Third, manufacturing hasn't been the dominant economic sector in Western countries for a long time. I suspect the same is true/ will be true for the US.
From what I was seeing with some half-arsed research, it was showing something like one in ten or so (bit less, really) working Americans employed by manufacturing in the states. 'Bout as far as from bread and butter as it gets. American productivity when it comes to manufacturing was a thing, what, thirty, forty years ago? Think that's when it peaked. It's not, anymore.

But yeah, within the century? I've little doubt that most fast food joints in the states will be partially or fully automated. Flat out, it'll be cheaper than employing people (E: And to sorta' head it off, in some ways automation is more cost effective than flat out literal slave labor, and will only become moreso. So letting people get paid less/reducing benefits, etc., so forth, so on, will only at-best slow down the automaton creep.), and probably do the job better anyway. Lot of the service industry's going that route as our technology and methodology regarding machine/human interaction improves.

☆ ☆ ☆

Exercise prompt:
Return the passage of the manufacturing and automation comment above from "Third, manufacturing hasn't" to "It's not, anymore.", copied word for word.

☆ ☆ ☆

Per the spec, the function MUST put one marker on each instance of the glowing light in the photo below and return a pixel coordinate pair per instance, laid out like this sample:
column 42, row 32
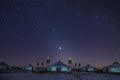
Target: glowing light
column 60, row 48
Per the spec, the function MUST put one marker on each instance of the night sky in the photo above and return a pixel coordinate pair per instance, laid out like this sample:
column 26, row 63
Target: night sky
column 86, row 30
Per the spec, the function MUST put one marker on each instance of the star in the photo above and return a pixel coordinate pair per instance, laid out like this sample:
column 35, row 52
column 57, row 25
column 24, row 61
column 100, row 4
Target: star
column 60, row 48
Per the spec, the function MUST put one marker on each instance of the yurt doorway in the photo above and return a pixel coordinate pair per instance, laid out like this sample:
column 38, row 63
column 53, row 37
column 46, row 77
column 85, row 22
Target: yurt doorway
column 58, row 69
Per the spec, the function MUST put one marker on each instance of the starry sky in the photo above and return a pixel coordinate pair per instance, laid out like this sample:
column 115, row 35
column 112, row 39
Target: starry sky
column 88, row 31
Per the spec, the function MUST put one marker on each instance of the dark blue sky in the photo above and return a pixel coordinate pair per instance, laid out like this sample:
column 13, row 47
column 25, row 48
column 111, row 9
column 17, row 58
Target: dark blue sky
column 86, row 30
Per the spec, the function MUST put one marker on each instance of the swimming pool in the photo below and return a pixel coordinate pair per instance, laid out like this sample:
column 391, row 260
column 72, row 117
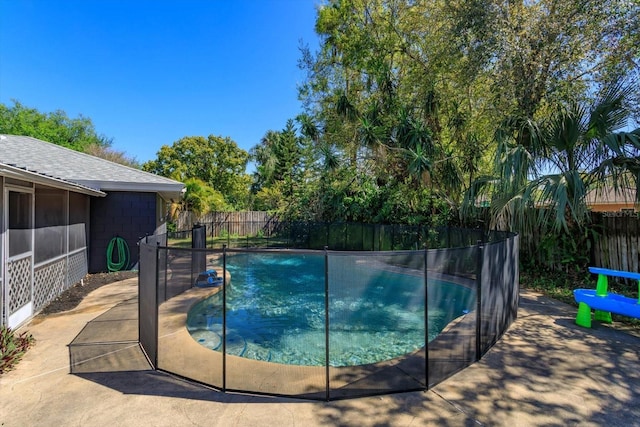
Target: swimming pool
column 276, row 309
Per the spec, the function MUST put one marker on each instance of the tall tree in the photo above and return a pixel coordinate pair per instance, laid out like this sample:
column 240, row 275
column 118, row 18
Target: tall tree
column 459, row 71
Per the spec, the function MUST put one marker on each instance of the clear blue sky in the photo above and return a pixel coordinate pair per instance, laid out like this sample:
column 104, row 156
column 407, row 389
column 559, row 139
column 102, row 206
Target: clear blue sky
column 148, row 72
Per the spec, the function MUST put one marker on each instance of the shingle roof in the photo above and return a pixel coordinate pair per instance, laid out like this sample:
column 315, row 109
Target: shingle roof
column 51, row 160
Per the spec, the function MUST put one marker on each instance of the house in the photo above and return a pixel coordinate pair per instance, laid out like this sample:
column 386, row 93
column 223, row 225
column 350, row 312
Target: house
column 59, row 210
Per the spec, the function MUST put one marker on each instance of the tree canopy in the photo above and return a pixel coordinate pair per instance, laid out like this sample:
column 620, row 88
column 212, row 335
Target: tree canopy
column 214, row 162
column 406, row 101
column 56, row 127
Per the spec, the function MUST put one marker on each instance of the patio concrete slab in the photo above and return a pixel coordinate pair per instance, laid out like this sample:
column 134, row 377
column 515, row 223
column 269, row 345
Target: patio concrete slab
column 545, row 371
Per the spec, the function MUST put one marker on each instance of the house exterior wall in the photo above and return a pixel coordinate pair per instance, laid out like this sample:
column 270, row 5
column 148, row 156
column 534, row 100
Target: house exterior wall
column 129, row 215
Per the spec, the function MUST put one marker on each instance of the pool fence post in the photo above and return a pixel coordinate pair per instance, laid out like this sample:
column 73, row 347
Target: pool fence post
column 326, row 321
column 479, row 263
column 224, row 317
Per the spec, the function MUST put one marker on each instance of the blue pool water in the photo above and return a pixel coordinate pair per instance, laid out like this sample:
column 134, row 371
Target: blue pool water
column 276, row 310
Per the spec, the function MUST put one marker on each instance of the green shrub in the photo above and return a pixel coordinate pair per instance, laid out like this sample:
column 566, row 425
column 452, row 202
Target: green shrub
column 12, row 347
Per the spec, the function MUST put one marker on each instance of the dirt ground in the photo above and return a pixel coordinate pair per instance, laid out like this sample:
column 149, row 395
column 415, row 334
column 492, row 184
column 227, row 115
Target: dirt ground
column 70, row 298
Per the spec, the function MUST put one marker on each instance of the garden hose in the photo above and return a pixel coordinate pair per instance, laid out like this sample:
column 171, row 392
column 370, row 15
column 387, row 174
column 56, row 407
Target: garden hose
column 123, row 254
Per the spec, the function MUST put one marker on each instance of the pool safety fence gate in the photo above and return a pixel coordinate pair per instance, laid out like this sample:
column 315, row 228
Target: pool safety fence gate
column 356, row 323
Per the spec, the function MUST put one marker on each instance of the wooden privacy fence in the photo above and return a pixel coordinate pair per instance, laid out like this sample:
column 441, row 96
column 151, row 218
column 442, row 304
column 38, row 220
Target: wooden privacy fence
column 615, row 247
column 618, row 242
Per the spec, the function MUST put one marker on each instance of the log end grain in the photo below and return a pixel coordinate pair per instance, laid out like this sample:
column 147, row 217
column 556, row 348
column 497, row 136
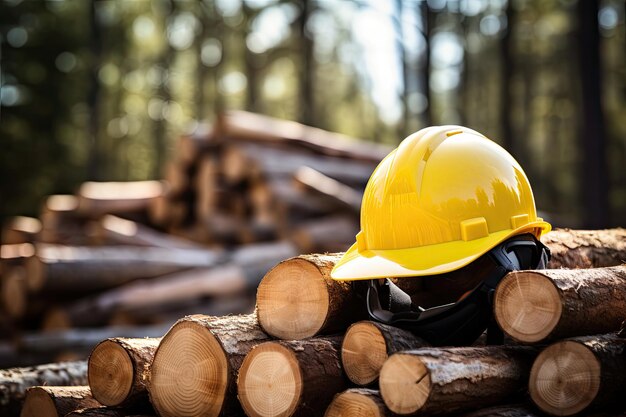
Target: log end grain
column 38, row 403
column 527, row 306
column 189, row 373
column 363, row 353
column 405, row 383
column 270, row 381
column 293, row 300
column 354, row 403
column 110, row 373
column 564, row 379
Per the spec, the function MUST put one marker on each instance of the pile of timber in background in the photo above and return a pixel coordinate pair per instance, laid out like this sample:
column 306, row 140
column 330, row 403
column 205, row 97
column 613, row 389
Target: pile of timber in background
column 235, row 200
column 307, row 352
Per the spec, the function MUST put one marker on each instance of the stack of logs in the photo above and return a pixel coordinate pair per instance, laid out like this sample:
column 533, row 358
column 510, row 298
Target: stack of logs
column 308, row 351
column 235, row 200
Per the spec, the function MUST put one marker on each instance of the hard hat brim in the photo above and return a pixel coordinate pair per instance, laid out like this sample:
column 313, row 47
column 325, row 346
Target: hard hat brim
column 423, row 260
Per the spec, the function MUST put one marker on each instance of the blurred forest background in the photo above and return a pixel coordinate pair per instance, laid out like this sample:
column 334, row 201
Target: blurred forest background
column 100, row 90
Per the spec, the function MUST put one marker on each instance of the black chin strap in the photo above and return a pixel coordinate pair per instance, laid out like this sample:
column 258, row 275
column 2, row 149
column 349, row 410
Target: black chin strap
column 459, row 323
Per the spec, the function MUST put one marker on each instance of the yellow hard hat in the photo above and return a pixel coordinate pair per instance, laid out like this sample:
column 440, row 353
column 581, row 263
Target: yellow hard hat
column 443, row 198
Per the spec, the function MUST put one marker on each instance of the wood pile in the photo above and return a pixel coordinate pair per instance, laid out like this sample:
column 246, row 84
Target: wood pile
column 307, row 352
column 235, row 200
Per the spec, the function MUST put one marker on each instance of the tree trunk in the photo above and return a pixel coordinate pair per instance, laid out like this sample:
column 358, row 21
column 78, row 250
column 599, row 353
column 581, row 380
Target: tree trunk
column 299, row 299
column 536, row 306
column 368, row 344
column 15, row 381
column 358, row 402
column 20, row 229
column 82, row 269
column 445, row 380
column 252, row 127
column 291, row 378
column 594, row 179
column 195, row 367
column 572, row 376
column 586, row 248
column 116, row 370
column 110, row 412
column 56, row 401
column 98, row 198
column 116, row 230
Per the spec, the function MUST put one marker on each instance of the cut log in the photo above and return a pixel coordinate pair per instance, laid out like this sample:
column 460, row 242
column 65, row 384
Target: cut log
column 13, row 292
column 15, row 255
column 262, row 129
column 20, row 229
column 113, row 229
column 535, row 306
column 445, row 380
column 99, row 198
column 82, row 269
column 298, row 299
column 329, row 188
column 586, row 248
column 367, row 345
column 248, row 161
column 291, row 378
column 326, row 234
column 56, row 401
column 80, row 341
column 15, row 381
column 572, row 376
column 60, row 221
column 195, row 367
column 109, row 412
column 358, row 402
column 249, row 265
column 116, row 370
column 512, row 410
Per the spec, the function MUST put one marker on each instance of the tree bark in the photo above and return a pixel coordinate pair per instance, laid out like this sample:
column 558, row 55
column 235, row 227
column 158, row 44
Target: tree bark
column 20, row 229
column 15, row 381
column 99, row 198
column 110, row 412
column 291, row 378
column 252, row 127
column 536, row 306
column 112, row 229
column 56, row 401
column 586, row 248
column 572, row 376
column 195, row 367
column 82, row 269
column 117, row 369
column 445, row 380
column 368, row 344
column 299, row 299
column 358, row 402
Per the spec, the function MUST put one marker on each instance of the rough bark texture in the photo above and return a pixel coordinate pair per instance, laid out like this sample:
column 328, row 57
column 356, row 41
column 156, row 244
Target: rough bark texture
column 564, row 373
column 358, row 402
column 110, row 412
column 104, row 379
column 446, row 380
column 82, row 269
column 333, row 307
column 64, row 400
column 591, row 302
column 366, row 346
column 235, row 336
column 263, row 129
column 320, row 371
column 586, row 248
column 15, row 381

☆ ☆ ☆

Answer to the problem:
Third, manufacturing hasn't been the dominant economic sector in Western countries for a long time. I suspect the same is true/ will be true for the US.
From what I was seeing with some half-arsed research, it was showing something like one in ten or so (bit less, really) working Americans employed by manufacturing in the states. 'Bout as far as from bread and butter as it gets. American productivity when it comes to manufacturing was a thing, what, thirty, forty years ago? Think that's when it peaked. It's not, anymore.